[Excerpts of annotation records]
* * *

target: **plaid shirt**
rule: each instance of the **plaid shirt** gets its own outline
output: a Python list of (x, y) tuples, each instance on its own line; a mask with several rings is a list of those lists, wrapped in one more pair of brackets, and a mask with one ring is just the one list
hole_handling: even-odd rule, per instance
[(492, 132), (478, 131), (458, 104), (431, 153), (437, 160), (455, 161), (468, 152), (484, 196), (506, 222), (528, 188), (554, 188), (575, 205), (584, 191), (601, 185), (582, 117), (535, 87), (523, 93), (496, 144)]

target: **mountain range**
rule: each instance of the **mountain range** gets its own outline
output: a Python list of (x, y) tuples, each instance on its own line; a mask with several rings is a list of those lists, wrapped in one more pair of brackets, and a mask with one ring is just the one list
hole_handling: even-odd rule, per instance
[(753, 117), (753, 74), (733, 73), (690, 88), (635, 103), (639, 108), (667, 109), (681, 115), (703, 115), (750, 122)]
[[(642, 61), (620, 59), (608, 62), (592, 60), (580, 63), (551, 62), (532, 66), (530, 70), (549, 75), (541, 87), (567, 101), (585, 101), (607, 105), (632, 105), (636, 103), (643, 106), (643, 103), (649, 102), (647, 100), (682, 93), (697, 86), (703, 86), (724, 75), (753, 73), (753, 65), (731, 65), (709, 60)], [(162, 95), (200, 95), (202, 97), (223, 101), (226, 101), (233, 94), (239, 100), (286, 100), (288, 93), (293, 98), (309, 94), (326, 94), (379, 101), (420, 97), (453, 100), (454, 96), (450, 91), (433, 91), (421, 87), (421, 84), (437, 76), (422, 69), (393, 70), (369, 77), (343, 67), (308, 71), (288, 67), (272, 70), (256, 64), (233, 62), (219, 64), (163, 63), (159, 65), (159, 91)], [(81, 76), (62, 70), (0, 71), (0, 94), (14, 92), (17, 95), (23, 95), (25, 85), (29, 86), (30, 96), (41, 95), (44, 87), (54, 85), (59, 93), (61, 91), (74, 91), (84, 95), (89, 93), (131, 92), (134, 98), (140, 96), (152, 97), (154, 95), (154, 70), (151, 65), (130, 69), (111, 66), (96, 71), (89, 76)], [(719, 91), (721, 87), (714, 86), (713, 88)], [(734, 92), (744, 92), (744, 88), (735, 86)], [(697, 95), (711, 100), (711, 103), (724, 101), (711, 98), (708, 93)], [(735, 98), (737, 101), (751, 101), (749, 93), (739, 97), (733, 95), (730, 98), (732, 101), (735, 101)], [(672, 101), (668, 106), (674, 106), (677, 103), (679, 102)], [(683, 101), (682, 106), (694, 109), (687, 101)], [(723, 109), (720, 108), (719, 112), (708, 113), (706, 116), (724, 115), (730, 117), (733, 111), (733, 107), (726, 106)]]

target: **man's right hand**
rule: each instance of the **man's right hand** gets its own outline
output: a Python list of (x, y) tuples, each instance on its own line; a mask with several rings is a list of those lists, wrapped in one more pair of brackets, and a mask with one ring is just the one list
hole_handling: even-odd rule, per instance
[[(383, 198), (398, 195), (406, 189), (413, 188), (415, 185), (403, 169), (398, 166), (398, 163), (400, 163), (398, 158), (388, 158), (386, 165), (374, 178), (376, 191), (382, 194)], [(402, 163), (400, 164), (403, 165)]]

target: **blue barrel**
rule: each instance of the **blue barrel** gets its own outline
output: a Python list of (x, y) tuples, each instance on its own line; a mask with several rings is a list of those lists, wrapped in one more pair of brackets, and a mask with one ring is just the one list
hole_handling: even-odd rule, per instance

* * *

Retype the whole listing, matching it exactly.

target: **plaid shirt**
rule: each instance of the **plaid shirt** gets its own outline
output: a Python list of (x, y) tuples, each instance on its own line; a mask with several rings is a list of those lists, wrapped in one more pair of brackets, and a mask with one ring is just the one list
hole_handling: even-odd rule, per instance
[(492, 132), (478, 131), (458, 104), (431, 153), (437, 160), (455, 161), (468, 152), (484, 196), (506, 222), (528, 188), (554, 188), (575, 205), (584, 191), (601, 185), (582, 117), (535, 87), (523, 93), (496, 144)]

target: **mountain range**
rule: each instance of the **mountain range** gets its own outline
output: a Python list of (x, y) tuples, each instance on its own line; a mask with several rings is a list of those lists, wrapped in one more pair of brackets, and a mask with one ring is just the one list
hole_handling: even-odd rule, per instance
[(753, 117), (753, 74), (733, 73), (690, 88), (635, 103), (639, 108), (667, 109), (681, 115), (703, 115), (750, 122)]
[[(642, 61), (620, 59), (608, 62), (592, 60), (580, 63), (551, 62), (532, 66), (530, 70), (549, 75), (541, 87), (567, 101), (585, 101), (607, 105), (632, 105), (636, 103), (643, 106), (643, 103), (649, 102), (647, 100), (682, 93), (697, 86), (703, 86), (724, 75), (753, 73), (753, 65), (731, 65), (709, 60)], [(162, 95), (200, 95), (202, 97), (223, 101), (226, 101), (233, 94), (239, 100), (286, 100), (288, 93), (293, 98), (309, 94), (326, 94), (379, 101), (420, 97), (453, 100), (454, 96), (450, 91), (433, 91), (421, 87), (421, 84), (437, 76), (422, 69), (393, 70), (369, 77), (343, 67), (308, 71), (288, 67), (272, 70), (256, 64), (233, 62), (219, 64), (163, 63), (159, 65), (159, 91)], [(81, 76), (62, 70), (0, 71), (0, 94), (14, 92), (17, 95), (23, 95), (25, 85), (29, 86), (30, 96), (41, 95), (44, 87), (54, 85), (59, 93), (61, 91), (74, 91), (84, 95), (89, 93), (131, 92), (134, 98), (140, 96), (152, 97), (154, 95), (154, 70), (151, 65), (130, 69), (111, 66), (96, 71), (89, 76)], [(719, 91), (721, 87), (714, 86), (713, 88)], [(734, 92), (744, 92), (744, 88), (735, 86)], [(697, 95), (711, 100), (711, 103), (724, 101), (711, 98), (708, 93)], [(735, 98), (737, 101), (751, 101), (749, 93), (739, 97), (733, 95), (730, 98), (732, 101), (735, 101)], [(672, 101), (668, 106), (674, 106), (677, 103), (679, 102)], [(683, 101), (682, 106), (694, 109), (687, 101)], [(723, 109), (720, 108), (719, 112), (708, 113), (706, 116), (724, 115), (730, 117), (733, 111), (733, 107), (726, 106)]]

target: **man's right hand**
rule: each instance of the **man's right hand** gets its own outline
output: a Python list of (x, y) tuples, each instance on its own line; a mask with several rings is a list of those lists, wrapped in one more pair of brackets, and a mask with one ring is just the one list
hole_handling: even-odd rule, per instance
[[(383, 198), (398, 195), (406, 189), (413, 188), (415, 185), (403, 169), (398, 166), (398, 163), (400, 163), (398, 158), (388, 158), (386, 165), (374, 178), (376, 191), (382, 194)], [(402, 163), (400, 164), (403, 165)]]

target: **blue barrel**
rule: each instance of the **blue barrel** gets its own outline
output: a Python list of (x, y) tuples, each instance on its own line; a mask with several rings is a list of those lists, wrapped in one more pair of brackets, and a mask with one ring is just the one list
hole_handling: even-odd rule, per instance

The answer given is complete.